▸ **Aim of the task**
Express every line of the entries below as a Markdown table with the columns "No." and "Line", one row per line. Omit blank lines and the pictures.

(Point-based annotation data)
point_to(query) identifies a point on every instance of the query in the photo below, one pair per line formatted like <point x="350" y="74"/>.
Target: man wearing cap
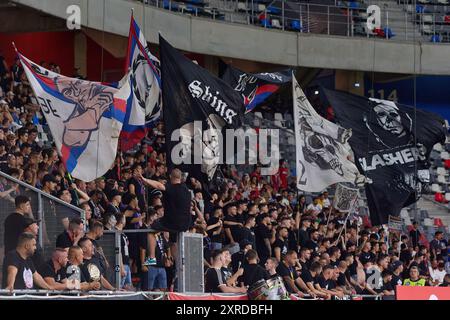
<point x="15" y="223"/>
<point x="54" y="270"/>
<point x="238" y="258"/>
<point x="303" y="233"/>
<point x="115" y="198"/>
<point x="19" y="271"/>
<point x="32" y="226"/>
<point x="397" y="270"/>
<point x="49" y="183"/>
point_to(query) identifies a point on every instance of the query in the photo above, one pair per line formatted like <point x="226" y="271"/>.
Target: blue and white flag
<point x="145" y="101"/>
<point x="85" y="119"/>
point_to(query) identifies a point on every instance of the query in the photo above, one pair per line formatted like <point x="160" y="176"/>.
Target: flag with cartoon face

▸ **Final result**
| No. | Line |
|---|---|
| 1 | point_to(query) identifies a point on every instance of the query in the photo below, one pair per line formatted like <point x="350" y="74"/>. |
| 2 | Target: man wearing cap |
| 3 | <point x="15" y="223"/> |
| 4 | <point x="54" y="270"/> |
| 5 | <point x="238" y="258"/> |
| 6 | <point x="303" y="233"/> |
| 7 | <point x="115" y="198"/> |
| 8 | <point x="19" y="271"/> |
| 9 | <point x="32" y="226"/> |
| 10 | <point x="397" y="270"/> |
| 11 | <point x="49" y="183"/> |
| 12 | point_to(query) identifies a point on every instance of the query in the photo above, one pair per line formatted like <point x="226" y="271"/>. |
| 13 | Target: blue and white flag |
| 14 | <point x="145" y="101"/> |
| 15 | <point x="85" y="119"/> |
| 16 | point_to(query) identifies a point on every instance of the query in the photo above, one pair per line formatted like <point x="160" y="176"/>. |
| 17 | Target: flag with cartoon face |